Work instruction: Reproduce the listing below exactly, beginning with its first line and ending with the line that holds "positive clicks: (252, 194)"; pictures are not part of the copy.

Input records:
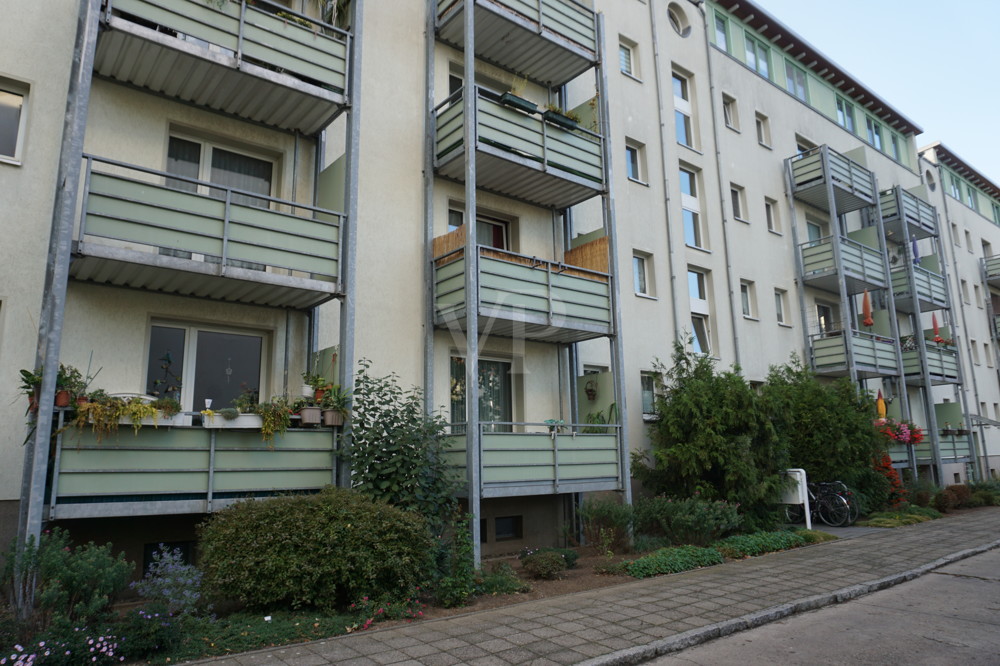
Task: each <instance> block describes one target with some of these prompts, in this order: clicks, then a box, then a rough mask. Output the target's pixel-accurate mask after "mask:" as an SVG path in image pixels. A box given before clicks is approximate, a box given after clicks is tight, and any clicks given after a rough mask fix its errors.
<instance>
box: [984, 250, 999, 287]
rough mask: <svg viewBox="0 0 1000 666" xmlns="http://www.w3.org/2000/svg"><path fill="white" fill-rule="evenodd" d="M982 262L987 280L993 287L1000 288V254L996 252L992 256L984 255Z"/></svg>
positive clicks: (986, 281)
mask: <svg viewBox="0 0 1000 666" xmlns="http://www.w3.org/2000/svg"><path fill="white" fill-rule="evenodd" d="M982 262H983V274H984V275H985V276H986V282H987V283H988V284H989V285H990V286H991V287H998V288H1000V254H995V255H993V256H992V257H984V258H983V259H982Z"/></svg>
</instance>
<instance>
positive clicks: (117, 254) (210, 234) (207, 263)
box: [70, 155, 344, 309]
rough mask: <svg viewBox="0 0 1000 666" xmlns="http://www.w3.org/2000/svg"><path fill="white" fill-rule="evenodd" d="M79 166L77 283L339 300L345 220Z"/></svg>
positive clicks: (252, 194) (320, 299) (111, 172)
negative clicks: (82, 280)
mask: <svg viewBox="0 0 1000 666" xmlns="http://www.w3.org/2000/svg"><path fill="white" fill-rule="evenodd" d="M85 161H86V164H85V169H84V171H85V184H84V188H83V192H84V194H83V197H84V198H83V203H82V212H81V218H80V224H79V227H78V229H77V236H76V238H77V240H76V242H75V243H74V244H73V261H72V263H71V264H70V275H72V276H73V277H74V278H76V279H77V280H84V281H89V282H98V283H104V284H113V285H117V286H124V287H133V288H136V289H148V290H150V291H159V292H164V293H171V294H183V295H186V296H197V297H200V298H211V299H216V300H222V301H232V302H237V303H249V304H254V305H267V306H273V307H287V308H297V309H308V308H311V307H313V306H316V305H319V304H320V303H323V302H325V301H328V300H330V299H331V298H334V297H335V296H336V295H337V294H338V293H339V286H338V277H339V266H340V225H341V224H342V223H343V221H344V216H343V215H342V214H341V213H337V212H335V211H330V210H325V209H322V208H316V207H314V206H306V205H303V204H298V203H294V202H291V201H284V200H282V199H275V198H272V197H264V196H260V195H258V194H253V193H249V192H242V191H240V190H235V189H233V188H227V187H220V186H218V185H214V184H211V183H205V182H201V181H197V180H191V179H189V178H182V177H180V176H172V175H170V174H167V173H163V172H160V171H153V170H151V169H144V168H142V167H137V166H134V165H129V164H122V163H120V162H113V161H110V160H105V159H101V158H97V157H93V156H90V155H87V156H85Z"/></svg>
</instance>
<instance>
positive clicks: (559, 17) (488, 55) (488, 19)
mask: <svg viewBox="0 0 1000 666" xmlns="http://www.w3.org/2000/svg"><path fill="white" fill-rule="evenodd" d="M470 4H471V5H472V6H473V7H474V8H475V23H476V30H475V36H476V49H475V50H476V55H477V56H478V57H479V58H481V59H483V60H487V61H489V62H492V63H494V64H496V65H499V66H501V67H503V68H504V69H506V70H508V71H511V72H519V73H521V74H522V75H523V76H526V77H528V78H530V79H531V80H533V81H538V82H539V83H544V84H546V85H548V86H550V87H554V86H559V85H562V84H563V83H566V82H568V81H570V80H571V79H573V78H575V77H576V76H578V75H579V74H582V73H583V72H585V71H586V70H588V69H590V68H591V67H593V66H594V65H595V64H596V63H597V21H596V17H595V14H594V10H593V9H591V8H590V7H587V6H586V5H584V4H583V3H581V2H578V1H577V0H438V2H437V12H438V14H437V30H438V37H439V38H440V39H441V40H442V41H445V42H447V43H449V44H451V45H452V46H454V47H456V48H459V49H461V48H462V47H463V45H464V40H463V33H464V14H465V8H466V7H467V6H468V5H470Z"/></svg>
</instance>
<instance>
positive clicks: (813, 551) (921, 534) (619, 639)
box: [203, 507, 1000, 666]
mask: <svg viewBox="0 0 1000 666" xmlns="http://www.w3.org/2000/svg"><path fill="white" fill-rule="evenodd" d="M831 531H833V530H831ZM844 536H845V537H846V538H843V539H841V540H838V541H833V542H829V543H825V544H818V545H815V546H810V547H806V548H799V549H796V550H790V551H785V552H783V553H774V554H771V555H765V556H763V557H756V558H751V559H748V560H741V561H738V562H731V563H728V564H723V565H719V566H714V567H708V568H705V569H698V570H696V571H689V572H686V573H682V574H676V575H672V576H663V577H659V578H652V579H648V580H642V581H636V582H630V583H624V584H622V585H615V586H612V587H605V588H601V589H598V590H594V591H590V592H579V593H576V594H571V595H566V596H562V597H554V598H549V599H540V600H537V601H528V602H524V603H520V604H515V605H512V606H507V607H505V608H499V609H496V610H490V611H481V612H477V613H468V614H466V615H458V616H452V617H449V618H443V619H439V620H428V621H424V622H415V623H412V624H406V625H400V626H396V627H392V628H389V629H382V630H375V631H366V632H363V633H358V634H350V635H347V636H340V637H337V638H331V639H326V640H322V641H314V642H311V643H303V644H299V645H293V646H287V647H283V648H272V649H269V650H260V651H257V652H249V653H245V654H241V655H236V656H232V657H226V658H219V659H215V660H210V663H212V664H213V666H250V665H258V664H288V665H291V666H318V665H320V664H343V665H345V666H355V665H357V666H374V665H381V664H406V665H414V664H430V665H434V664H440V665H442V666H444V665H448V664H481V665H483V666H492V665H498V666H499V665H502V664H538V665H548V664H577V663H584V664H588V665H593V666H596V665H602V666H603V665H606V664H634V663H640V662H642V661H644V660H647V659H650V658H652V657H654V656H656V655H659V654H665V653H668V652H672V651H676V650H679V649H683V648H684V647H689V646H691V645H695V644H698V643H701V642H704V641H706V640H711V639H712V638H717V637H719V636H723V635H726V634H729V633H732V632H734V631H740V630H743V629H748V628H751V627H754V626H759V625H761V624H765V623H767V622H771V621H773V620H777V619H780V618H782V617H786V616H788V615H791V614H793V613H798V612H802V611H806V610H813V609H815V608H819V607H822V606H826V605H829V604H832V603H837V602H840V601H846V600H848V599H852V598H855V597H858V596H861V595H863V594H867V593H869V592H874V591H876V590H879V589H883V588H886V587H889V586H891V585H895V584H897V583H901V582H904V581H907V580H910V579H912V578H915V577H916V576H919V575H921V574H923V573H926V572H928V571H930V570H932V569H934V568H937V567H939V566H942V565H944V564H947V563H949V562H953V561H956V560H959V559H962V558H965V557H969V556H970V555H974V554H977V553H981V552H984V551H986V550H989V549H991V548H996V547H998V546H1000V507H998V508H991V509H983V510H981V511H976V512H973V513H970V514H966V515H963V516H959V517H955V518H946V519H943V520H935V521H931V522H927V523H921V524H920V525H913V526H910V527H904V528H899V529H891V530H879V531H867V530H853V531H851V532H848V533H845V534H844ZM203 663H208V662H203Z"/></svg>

Result of this task:
Task: each <instance> block describes one target with some of these prompts, in this order: clicks, then a box, then a rough mask. Output the target's pixel-accurate mask after "mask:" as an SVG path in image pixels. A box given before clicks is approximate, a box given after clicks is tight, and any clicks given after a rough mask fix its errors.
<instance>
box: [984, 250, 999, 287]
rough mask: <svg viewBox="0 0 1000 666" xmlns="http://www.w3.org/2000/svg"><path fill="white" fill-rule="evenodd" d="M982 262L987 280L993 287L1000 288V254L996 252L992 256L984 255Z"/></svg>
positive clicks: (986, 281)
mask: <svg viewBox="0 0 1000 666" xmlns="http://www.w3.org/2000/svg"><path fill="white" fill-rule="evenodd" d="M982 262H983V274H984V275H985V276H986V282H987V283H988V284H989V285H990V286H991V287H998V288H1000V254H995V255H993V256H992V257H984V258H983V259H982Z"/></svg>
</instance>
<instance>
positive clicks: (117, 254) (210, 234) (207, 263)
box: [70, 155, 344, 309]
rough mask: <svg viewBox="0 0 1000 666" xmlns="http://www.w3.org/2000/svg"><path fill="white" fill-rule="evenodd" d="M79 166L77 283L339 300L345 220Z"/></svg>
positive clicks: (252, 194) (320, 299) (111, 172)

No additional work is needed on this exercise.